[[ Excerpted passage open ]]
The industry is coming out of two quiet years, resuming international commercial flights about a month ago.
As for international flights, Vietnam officially resumed services on nine routes on Jan. 1 before reopening flights to all markets starting mid-February with several Covid related restrictions.
According to the General Statistics Office, 91,000 foreigners arrived in Vietnam in the first quarter, up 89.1 percent against the same period last year. Of these, 90.5 percent came on flights, up 165.2 percent.
In 2021, the number of passengers dropped to the lowest ever level in history, to 15.9 million, with that of foreign and domestic passengers dropping by 96.5 percent and 50.5 percent against 2020, respectively.
As the fourth Covid-19 wave hit the country in April last year, domestic flights were put on hold late August and only a limited number of flights resumed early October.
Between Oct. 10-20, only one return flight was allowed on 19 domestic routes compared to 58 routes in 2019. and it was not until after that pilot period that domestic flights resumed gradually.
The demand for flying in Vietnam entered the "new normal" phase during the latest Tet, or Lunar New Year holiday, which last nine days starting Jan. 29.
According to the Vietnam Air Traffic Management Corporation (VATM), Vietnamese carriers operated 10,711 flights on domestic routes between Jan. 29 and Feb. 2, an increase by more than 69 percent against the previous Tet holiday.
However, the aviation industry has several obstacles to contend with before it gains a strong recovery momentum. One major obstacle is access to its major feeder markets before the pandemic, namely, China, South Korea, Japan and Russia.
For now, China is still pursuing a "zero Covid" policy and South Korea still maintains tight border control. The ongoing Russia-Ukraine crisis will also prevent Russian tourists from going on tours abroad.
The VCSC has suggested that Vietnam diversify its markets while waiting for the traditional ones to recover.
According to Destination Insights with Google, the U.S. and Europe are among markets with the highest search demand for information on accommodation and air travel to Vietnam since the reopening was announced.
The other obstacle airlines could face in the near future is fuel prices, which accounted for 29 percent and 43 percent of the input costs for Vietnam Airlines and Vietjet Air in the 2015-2019 period.
In January, the average price of jet fuel rose to about $101 per barrel, higher than the $77.8 forecast by the International Air Transport Association in Oct. 2021.
Luong Thi Xuan, CEO of Vietnam Aviation Expo JSC, said the aviation industry needs to pay more attention to other services like aircraft for agriculture businesses or rescue missions and private aircraft for rich people.
The industry also needs to develop its human resources and attract investment opportunities for manufacturing spare parts and aviation maintenance services, she said.
Although Vietnam has started to organize aviation exhibitions, the scale of such programs was still small compared to the market of almost 100 million people, she said.
These cannot be considered a "True Air Show", because the exhibitions have mainly consisted of several booths inside a hall, she added.
Also attending the event to present VIAE 2022, Major General Hoang Viet Quang, deputy director of the Operations Department under the General Staff of the Vietnam People's Army, said many large foreign firms have come to Vietnam and proposed the idea of organizing an 'Air Show' in the country.
However, current infrastructure and air traffic conditions were not favorable for such a show, he added.
Quang said an attractive international "Air Show" would need the display of aircraft on the ground and performances in the air.
For the ground display, the country does not have suitable place because the two biggest airports – Tan Son Nhat and Noi Bai in HCMC and Hanoi – were always overloaded and busy.
Such shows can only be held after the Long Thanh International Airport being built in Dong Nai Province becomes operational, Quang said.
[[ Excerpted passage closed ]]
▶ Exercises:
A – From the aviation article, return the stretch from "Also attending the" through "overloaded and busy.".
B – List the countries the aviation article names as the industry's major feeder markets before the pandemic.
Work only from the aviation article above.
[[ Source data open ]]
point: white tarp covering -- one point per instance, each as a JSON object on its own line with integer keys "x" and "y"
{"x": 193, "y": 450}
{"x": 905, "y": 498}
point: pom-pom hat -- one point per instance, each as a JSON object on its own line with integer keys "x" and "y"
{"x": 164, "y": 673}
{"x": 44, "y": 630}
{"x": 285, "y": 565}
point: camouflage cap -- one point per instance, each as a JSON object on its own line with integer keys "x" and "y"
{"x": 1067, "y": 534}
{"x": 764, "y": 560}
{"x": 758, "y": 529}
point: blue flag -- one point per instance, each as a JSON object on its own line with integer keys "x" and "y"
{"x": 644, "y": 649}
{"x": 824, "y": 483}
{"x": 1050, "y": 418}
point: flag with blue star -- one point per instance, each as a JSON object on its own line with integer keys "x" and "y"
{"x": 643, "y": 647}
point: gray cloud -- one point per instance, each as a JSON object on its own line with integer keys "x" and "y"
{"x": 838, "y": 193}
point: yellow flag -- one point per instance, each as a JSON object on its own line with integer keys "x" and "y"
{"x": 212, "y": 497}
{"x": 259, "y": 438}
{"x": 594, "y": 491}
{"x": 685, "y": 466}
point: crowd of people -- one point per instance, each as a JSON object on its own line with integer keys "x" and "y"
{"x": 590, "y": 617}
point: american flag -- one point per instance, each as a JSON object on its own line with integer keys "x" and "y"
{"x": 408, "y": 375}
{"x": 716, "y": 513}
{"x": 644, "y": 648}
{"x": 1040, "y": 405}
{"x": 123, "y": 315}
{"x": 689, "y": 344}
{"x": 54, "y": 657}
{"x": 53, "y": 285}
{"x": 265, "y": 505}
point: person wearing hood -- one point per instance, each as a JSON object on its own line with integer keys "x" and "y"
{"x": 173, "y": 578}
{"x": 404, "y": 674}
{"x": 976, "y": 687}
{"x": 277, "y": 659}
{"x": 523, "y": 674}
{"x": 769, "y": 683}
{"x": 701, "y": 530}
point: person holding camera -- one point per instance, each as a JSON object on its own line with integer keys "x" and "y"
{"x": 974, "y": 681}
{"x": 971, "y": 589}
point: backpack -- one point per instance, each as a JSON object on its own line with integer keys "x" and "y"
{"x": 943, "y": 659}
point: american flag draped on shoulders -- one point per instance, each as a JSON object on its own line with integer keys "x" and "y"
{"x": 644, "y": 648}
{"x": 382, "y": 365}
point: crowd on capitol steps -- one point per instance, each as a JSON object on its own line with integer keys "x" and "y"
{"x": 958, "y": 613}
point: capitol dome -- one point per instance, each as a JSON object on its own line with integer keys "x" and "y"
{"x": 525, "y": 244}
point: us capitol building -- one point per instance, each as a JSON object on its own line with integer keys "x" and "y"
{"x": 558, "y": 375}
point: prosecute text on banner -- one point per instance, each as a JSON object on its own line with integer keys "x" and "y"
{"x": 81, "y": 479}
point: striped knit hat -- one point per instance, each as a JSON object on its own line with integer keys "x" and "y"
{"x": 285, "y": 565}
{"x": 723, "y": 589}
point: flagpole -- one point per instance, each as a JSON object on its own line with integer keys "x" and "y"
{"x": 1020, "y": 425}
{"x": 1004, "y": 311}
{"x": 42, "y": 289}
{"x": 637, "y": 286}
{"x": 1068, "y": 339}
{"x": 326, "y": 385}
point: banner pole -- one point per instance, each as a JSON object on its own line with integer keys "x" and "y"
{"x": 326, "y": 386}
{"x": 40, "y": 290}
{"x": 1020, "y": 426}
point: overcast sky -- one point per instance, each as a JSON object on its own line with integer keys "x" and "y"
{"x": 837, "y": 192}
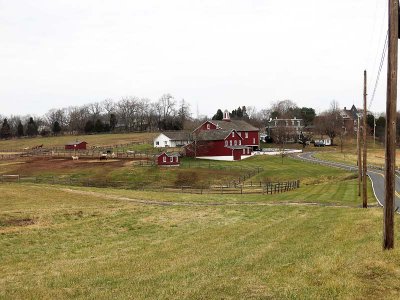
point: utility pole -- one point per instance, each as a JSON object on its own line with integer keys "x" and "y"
{"x": 359, "y": 155}
{"x": 365, "y": 204}
{"x": 390, "y": 151}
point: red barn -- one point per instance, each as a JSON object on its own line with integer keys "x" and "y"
{"x": 224, "y": 140}
{"x": 78, "y": 145}
{"x": 168, "y": 160}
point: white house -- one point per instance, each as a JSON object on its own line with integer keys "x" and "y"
{"x": 172, "y": 139}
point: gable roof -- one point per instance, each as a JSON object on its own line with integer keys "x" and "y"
{"x": 177, "y": 135}
{"x": 238, "y": 125}
{"x": 214, "y": 135}
{"x": 75, "y": 143}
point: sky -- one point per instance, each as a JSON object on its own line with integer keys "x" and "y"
{"x": 212, "y": 53}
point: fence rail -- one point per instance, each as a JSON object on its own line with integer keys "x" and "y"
{"x": 261, "y": 188}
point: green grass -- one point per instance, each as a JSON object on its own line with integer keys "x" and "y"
{"x": 90, "y": 247}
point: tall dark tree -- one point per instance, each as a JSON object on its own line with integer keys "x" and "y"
{"x": 20, "y": 129}
{"x": 89, "y": 126}
{"x": 5, "y": 131}
{"x": 113, "y": 121}
{"x": 98, "y": 126}
{"x": 32, "y": 129}
{"x": 56, "y": 128}
{"x": 219, "y": 115}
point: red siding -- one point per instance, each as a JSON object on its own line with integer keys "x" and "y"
{"x": 160, "y": 160}
{"x": 80, "y": 146}
{"x": 206, "y": 126}
{"x": 251, "y": 135}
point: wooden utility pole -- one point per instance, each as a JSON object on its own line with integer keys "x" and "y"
{"x": 359, "y": 155}
{"x": 365, "y": 204}
{"x": 390, "y": 151}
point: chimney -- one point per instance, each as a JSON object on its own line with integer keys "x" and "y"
{"x": 227, "y": 117}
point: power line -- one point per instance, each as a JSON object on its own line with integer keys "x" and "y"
{"x": 383, "y": 56}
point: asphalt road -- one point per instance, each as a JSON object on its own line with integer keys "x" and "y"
{"x": 377, "y": 177}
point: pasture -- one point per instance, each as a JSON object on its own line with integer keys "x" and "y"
{"x": 89, "y": 243}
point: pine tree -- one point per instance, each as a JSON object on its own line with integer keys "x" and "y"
{"x": 32, "y": 129}
{"x": 56, "y": 128}
{"x": 5, "y": 131}
{"x": 20, "y": 129}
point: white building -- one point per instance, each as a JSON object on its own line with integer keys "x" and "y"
{"x": 172, "y": 139}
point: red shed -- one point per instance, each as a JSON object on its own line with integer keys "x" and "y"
{"x": 78, "y": 145}
{"x": 168, "y": 160}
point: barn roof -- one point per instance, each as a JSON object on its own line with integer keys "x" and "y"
{"x": 238, "y": 125}
{"x": 177, "y": 135}
{"x": 75, "y": 143}
{"x": 213, "y": 135}
{"x": 238, "y": 147}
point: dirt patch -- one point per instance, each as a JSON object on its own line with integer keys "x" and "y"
{"x": 17, "y": 222}
{"x": 36, "y": 166}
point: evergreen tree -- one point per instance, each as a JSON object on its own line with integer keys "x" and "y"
{"x": 219, "y": 115}
{"x": 89, "y": 126}
{"x": 56, "y": 128}
{"x": 113, "y": 121}
{"x": 32, "y": 128}
{"x": 99, "y": 126}
{"x": 20, "y": 129}
{"x": 5, "y": 131}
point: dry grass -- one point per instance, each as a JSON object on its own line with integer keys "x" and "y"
{"x": 91, "y": 247}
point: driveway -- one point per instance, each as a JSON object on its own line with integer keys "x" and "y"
{"x": 377, "y": 176}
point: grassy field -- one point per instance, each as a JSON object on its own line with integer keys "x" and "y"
{"x": 196, "y": 173}
{"x": 92, "y": 140}
{"x": 60, "y": 243}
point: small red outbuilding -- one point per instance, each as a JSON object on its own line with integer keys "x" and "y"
{"x": 168, "y": 160}
{"x": 78, "y": 145}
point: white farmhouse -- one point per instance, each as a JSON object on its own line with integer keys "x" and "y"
{"x": 172, "y": 139}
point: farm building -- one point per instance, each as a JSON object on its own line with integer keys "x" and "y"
{"x": 324, "y": 139}
{"x": 168, "y": 160}
{"x": 172, "y": 139}
{"x": 224, "y": 140}
{"x": 78, "y": 145}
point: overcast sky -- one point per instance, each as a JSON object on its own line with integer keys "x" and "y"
{"x": 213, "y": 53}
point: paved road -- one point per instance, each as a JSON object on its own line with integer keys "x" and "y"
{"x": 376, "y": 176}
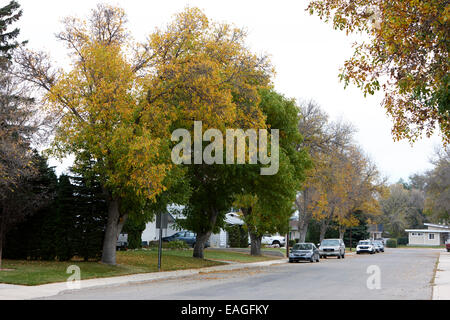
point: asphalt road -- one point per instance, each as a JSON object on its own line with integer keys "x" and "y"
{"x": 403, "y": 274}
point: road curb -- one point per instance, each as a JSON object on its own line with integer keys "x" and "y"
{"x": 16, "y": 292}
{"x": 441, "y": 286}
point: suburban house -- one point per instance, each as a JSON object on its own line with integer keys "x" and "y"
{"x": 434, "y": 235}
{"x": 375, "y": 231}
{"x": 218, "y": 240}
{"x": 294, "y": 233}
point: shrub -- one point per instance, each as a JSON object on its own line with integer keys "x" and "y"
{"x": 177, "y": 244}
{"x": 391, "y": 243}
{"x": 237, "y": 236}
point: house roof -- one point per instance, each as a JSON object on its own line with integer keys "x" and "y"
{"x": 233, "y": 218}
{"x": 437, "y": 225}
{"x": 427, "y": 230}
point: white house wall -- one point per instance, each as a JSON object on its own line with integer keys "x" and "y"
{"x": 151, "y": 233}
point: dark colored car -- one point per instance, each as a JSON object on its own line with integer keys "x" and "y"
{"x": 304, "y": 251}
{"x": 187, "y": 236}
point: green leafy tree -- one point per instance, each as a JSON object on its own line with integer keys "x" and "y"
{"x": 267, "y": 202}
{"x": 404, "y": 52}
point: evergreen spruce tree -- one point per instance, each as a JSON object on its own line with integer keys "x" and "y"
{"x": 9, "y": 14}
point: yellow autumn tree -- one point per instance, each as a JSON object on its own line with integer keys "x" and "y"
{"x": 104, "y": 118}
{"x": 403, "y": 52}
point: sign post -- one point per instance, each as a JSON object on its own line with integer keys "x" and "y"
{"x": 162, "y": 220}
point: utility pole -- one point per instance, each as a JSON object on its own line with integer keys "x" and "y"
{"x": 287, "y": 245}
{"x": 351, "y": 238}
{"x": 160, "y": 240}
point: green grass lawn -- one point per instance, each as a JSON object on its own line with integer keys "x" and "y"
{"x": 421, "y": 247}
{"x": 128, "y": 262}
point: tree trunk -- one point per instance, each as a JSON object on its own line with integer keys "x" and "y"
{"x": 202, "y": 237}
{"x": 342, "y": 232}
{"x": 304, "y": 216}
{"x": 113, "y": 228}
{"x": 2, "y": 235}
{"x": 255, "y": 241}
{"x": 323, "y": 230}
{"x": 303, "y": 230}
{"x": 200, "y": 244}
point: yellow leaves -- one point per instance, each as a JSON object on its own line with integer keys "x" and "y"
{"x": 405, "y": 53}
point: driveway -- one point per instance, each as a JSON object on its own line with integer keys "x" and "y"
{"x": 394, "y": 274}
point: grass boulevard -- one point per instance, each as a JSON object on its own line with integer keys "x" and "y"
{"x": 21, "y": 272}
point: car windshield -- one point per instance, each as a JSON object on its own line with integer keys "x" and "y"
{"x": 303, "y": 246}
{"x": 330, "y": 242}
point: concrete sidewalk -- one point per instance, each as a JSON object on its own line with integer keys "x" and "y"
{"x": 441, "y": 288}
{"x": 15, "y": 292}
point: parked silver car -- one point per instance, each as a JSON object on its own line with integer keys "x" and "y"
{"x": 379, "y": 246}
{"x": 304, "y": 251}
{"x": 332, "y": 247}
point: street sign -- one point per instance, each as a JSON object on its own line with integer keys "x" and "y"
{"x": 164, "y": 217}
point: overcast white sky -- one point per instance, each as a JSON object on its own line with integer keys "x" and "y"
{"x": 305, "y": 52}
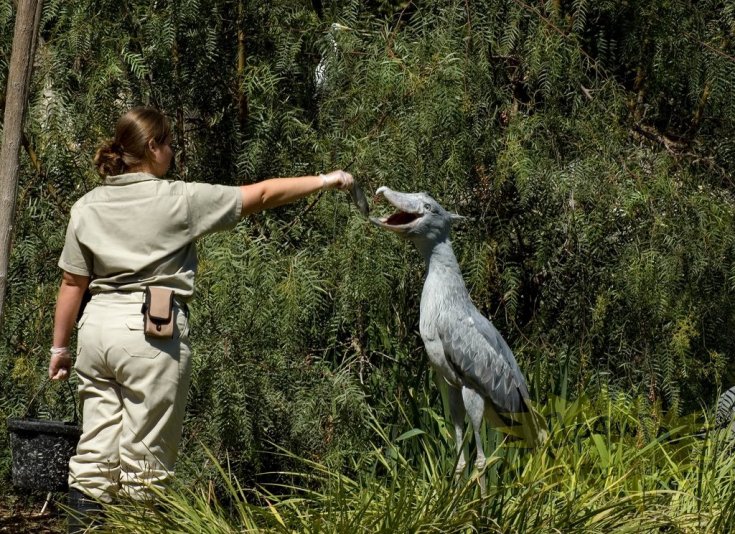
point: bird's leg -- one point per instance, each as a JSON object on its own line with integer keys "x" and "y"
{"x": 456, "y": 408}
{"x": 475, "y": 406}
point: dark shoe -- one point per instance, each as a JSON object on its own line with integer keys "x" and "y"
{"x": 84, "y": 512}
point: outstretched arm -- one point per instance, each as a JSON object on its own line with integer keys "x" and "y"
{"x": 70, "y": 296}
{"x": 279, "y": 191}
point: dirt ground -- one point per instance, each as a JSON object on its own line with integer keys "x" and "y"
{"x": 21, "y": 513}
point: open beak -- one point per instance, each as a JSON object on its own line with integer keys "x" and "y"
{"x": 408, "y": 213}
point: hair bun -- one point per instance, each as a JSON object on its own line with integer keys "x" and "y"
{"x": 109, "y": 159}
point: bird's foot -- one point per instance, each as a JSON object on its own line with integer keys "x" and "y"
{"x": 459, "y": 470}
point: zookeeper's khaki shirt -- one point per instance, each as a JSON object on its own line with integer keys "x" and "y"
{"x": 136, "y": 230}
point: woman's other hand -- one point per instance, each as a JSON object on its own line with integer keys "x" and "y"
{"x": 59, "y": 366}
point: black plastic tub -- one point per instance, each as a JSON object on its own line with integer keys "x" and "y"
{"x": 41, "y": 450}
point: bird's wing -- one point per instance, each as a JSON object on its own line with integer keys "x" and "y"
{"x": 481, "y": 356}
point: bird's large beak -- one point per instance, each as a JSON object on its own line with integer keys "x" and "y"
{"x": 408, "y": 214}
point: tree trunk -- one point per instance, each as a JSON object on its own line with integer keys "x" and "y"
{"x": 242, "y": 97}
{"x": 27, "y": 20}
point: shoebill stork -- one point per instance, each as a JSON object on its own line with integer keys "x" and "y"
{"x": 463, "y": 346}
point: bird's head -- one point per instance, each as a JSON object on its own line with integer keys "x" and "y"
{"x": 418, "y": 217}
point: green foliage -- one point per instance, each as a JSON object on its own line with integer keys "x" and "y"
{"x": 598, "y": 472}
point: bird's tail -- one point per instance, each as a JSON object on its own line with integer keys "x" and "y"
{"x": 528, "y": 428}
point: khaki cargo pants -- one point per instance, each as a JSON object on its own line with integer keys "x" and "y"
{"x": 132, "y": 392}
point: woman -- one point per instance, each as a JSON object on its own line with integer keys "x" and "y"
{"x": 134, "y": 232}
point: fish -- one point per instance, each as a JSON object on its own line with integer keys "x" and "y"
{"x": 360, "y": 200}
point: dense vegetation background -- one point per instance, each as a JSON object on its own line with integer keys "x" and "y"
{"x": 590, "y": 143}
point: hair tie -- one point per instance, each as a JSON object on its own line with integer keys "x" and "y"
{"x": 117, "y": 148}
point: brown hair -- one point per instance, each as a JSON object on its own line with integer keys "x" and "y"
{"x": 129, "y": 148}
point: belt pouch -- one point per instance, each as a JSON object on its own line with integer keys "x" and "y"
{"x": 158, "y": 316}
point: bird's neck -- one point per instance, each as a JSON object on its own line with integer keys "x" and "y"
{"x": 440, "y": 260}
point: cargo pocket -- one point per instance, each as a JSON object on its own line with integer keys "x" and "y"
{"x": 136, "y": 344}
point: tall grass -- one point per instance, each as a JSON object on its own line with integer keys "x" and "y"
{"x": 602, "y": 470}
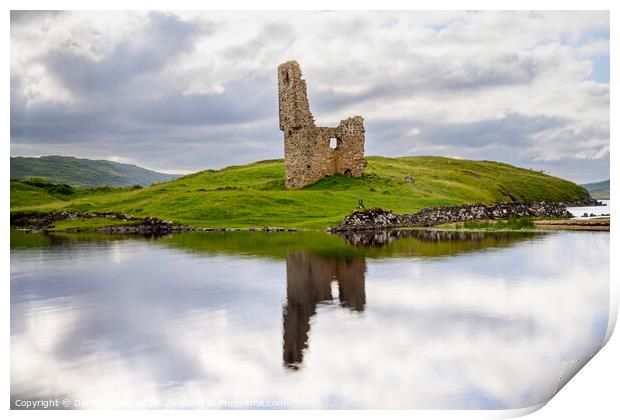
[[ Source data closed ]]
▶ Exercise responses:
A –
Also attending the event to present VIAE 2022, Major General Hoang Viet Quang, deputy director of the Operations Department under the General Staff of the Vietnam People's Army, said many large foreign firms have come to Vietnam and proposed the idea of organizing an 'Air Show' in the country.
However, current infrastructure and air traffic conditions were not favorable for such a show, he added.
Quang said an attractive international "Air Show" would need the display of aircraft on the ground and performances in the air.
For the ground display, the country does not have suitable place because the two biggest airports – Tan Son Nhat and Noi Bai in HCMC and Hanoi – were always overloaded and busy.

B – China, South Korea, Japan, Russia